WORK TO COMPLETE:
Return the run of lines below that opens with the line containing "out the chrome" and closes with the line containing "[(158, 93), (632, 265), (372, 366)]", keeping each one exact.

Records from a dataset:
· · · · ·
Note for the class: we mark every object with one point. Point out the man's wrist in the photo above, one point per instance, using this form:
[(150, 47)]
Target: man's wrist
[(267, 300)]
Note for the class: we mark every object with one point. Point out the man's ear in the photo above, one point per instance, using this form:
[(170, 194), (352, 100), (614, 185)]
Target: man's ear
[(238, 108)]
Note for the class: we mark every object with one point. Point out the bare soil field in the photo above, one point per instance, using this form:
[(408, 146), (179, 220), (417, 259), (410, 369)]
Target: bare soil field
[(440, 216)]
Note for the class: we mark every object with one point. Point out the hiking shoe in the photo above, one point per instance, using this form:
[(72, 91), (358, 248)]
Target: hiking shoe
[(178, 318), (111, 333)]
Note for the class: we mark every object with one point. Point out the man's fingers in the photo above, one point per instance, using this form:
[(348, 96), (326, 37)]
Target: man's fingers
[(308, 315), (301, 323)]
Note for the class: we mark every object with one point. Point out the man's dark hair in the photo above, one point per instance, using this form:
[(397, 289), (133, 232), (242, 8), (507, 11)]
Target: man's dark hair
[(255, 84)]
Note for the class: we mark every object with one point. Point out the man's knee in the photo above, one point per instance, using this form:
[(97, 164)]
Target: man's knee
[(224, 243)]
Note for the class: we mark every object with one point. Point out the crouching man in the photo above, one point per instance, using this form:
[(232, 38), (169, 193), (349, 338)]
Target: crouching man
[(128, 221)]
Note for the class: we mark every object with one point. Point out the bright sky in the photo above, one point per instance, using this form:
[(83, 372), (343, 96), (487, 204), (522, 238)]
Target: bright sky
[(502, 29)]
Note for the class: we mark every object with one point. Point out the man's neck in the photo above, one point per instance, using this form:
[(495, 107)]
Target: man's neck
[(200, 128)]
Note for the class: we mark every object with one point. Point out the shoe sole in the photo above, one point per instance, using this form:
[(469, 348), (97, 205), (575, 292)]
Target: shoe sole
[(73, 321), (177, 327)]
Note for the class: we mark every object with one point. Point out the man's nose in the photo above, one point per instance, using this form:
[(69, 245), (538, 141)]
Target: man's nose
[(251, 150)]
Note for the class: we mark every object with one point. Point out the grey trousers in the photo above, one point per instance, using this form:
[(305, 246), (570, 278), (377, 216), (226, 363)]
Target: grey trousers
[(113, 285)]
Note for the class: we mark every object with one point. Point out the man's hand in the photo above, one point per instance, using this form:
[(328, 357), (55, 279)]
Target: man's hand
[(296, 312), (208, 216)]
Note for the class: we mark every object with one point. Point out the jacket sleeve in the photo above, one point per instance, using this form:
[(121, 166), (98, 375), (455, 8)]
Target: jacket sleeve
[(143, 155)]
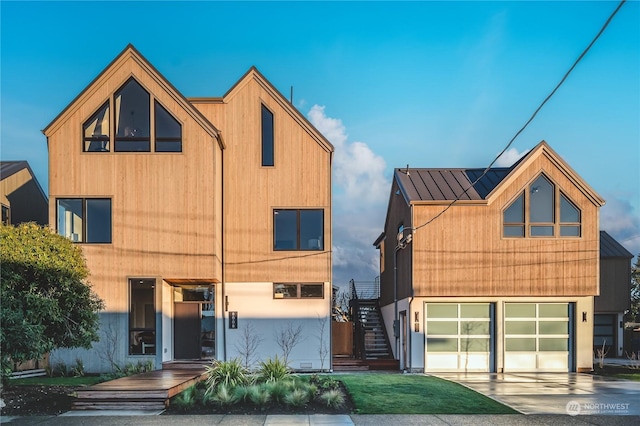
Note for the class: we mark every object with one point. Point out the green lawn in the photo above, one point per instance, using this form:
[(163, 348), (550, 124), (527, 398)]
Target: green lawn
· · · · ·
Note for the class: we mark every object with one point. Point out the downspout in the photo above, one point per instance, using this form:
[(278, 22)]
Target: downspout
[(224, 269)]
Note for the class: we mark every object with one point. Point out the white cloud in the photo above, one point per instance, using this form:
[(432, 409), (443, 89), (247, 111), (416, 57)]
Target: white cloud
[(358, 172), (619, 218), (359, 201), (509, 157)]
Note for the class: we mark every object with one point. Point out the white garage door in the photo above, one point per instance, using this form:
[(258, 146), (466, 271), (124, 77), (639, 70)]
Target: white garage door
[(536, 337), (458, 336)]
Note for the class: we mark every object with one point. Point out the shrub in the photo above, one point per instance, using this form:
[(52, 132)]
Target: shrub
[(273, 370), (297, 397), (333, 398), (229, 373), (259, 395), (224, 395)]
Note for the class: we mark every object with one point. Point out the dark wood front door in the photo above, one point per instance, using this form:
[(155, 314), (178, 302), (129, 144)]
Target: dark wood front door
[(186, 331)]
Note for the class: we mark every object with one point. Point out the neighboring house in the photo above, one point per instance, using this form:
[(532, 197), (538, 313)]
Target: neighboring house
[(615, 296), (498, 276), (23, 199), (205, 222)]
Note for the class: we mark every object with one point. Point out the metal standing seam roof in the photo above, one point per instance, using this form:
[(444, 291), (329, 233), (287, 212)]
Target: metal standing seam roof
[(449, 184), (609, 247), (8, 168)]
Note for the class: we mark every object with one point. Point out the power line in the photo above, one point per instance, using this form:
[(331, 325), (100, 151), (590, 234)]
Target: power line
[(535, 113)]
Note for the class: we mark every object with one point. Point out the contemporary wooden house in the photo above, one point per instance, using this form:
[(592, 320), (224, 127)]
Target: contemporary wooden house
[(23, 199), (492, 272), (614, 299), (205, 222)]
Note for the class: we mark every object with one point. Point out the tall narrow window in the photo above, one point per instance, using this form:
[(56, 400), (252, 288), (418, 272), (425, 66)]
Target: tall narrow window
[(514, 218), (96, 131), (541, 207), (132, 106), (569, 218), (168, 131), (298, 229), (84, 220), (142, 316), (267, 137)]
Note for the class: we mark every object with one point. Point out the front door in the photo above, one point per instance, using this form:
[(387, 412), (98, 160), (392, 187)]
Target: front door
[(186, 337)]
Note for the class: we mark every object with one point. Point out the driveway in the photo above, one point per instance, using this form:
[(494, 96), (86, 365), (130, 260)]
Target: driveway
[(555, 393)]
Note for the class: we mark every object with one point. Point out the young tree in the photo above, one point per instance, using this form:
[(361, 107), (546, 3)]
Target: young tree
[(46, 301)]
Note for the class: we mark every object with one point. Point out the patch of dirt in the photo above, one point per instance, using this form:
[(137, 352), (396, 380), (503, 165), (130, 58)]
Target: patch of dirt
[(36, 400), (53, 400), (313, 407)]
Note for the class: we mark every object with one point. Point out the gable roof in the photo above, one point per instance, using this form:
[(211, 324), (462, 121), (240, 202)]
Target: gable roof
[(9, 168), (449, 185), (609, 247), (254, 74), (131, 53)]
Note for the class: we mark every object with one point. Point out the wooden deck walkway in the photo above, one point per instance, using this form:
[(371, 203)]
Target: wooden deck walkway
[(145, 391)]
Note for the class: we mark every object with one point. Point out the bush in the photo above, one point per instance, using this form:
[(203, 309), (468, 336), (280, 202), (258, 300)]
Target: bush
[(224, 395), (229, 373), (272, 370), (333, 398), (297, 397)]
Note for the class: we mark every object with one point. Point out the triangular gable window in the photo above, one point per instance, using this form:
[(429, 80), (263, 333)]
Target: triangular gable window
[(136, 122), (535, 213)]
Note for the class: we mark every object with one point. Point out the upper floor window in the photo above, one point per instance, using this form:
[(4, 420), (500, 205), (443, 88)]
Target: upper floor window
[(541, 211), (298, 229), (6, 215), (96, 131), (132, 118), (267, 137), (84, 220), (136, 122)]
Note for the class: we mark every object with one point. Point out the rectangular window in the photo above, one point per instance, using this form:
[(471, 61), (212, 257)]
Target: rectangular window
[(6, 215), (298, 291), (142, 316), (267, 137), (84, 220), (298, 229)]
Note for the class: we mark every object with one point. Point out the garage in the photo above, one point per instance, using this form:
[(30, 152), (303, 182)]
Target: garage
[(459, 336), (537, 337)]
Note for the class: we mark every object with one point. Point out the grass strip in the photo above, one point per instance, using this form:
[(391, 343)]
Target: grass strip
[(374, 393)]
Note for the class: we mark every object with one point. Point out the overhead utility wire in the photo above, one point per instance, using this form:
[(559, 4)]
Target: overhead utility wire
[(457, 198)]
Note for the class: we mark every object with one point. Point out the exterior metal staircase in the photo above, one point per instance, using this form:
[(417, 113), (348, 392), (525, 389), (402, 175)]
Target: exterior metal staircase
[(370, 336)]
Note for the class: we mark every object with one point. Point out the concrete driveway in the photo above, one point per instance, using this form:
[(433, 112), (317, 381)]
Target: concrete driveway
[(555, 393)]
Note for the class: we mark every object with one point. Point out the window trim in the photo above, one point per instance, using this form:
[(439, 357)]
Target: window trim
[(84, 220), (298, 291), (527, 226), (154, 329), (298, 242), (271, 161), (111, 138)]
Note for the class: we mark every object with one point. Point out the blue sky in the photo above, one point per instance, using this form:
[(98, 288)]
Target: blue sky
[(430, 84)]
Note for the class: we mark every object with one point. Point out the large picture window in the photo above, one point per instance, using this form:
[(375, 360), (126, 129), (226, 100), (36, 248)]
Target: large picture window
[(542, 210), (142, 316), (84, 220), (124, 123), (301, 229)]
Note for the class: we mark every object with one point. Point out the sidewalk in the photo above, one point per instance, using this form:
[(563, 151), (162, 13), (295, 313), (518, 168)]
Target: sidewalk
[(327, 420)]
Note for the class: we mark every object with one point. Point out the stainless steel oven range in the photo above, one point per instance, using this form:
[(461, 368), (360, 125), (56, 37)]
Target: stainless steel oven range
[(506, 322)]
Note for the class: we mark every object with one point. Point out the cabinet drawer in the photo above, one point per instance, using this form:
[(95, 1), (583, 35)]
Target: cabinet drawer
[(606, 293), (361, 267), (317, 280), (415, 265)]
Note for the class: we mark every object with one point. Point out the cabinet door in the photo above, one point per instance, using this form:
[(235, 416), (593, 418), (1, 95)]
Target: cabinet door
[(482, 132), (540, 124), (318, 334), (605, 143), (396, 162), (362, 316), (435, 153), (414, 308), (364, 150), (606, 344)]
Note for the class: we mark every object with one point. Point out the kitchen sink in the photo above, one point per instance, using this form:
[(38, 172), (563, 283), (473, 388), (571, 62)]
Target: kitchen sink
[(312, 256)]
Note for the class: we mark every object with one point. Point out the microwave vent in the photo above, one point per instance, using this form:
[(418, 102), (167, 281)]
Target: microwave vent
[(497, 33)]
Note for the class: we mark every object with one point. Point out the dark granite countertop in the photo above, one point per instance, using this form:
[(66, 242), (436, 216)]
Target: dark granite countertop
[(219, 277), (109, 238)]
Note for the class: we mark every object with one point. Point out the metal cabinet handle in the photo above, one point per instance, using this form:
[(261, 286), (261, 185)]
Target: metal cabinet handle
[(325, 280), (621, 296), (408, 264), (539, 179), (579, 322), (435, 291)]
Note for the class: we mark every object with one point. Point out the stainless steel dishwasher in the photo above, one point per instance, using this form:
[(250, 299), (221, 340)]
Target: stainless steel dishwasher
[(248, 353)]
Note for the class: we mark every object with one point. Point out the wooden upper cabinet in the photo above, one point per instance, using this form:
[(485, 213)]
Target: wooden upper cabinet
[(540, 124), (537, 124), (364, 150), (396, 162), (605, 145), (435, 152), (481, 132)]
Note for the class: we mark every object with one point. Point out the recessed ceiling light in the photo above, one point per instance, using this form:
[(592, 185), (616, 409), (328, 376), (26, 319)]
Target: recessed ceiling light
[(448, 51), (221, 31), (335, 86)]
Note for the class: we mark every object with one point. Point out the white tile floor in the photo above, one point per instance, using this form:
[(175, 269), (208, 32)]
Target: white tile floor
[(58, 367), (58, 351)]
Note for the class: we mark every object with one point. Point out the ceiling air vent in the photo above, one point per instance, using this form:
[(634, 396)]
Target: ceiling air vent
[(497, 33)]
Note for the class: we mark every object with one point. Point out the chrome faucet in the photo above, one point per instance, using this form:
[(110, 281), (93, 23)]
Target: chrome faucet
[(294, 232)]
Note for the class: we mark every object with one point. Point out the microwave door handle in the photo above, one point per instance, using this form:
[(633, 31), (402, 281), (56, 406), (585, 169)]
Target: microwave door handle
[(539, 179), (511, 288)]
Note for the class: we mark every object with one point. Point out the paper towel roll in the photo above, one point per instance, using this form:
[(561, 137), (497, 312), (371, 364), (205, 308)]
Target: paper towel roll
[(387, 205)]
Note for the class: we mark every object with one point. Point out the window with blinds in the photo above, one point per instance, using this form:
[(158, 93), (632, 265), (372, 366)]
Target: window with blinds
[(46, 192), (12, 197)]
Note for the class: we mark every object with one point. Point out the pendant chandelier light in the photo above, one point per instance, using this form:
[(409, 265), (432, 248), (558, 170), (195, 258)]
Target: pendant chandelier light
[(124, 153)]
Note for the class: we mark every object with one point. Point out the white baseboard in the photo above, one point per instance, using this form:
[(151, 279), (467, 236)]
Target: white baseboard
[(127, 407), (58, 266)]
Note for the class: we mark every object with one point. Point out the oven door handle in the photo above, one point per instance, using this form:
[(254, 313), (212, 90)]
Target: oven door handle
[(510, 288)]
· · · · ·
PROBLEM SOLUTION:
Note for the class: we mark every object with one point. Point out the chrome faucet in the photo above, one point per instance, using this form:
[(110, 281), (93, 23)]
Target: chrome faucet
[(294, 232)]
Note for the class: we mark every object with one point. Point out the microwave door handle in the photo above, one point per instance, using this form:
[(633, 31), (402, 281), (56, 406), (585, 169)]
Target: microwave door handle
[(539, 179), (511, 288)]
Note for the class: we mark every object with one point. Point out the paper towel roll in the photo above, one point per instance, using this form:
[(561, 137), (497, 312), (371, 364), (205, 308)]
Target: paper towel roll
[(387, 205)]
Note for the class: we mark every object with one point. Point out the window with blinds in the photo above, one point per instance, using this form:
[(158, 93), (632, 265), (372, 366)]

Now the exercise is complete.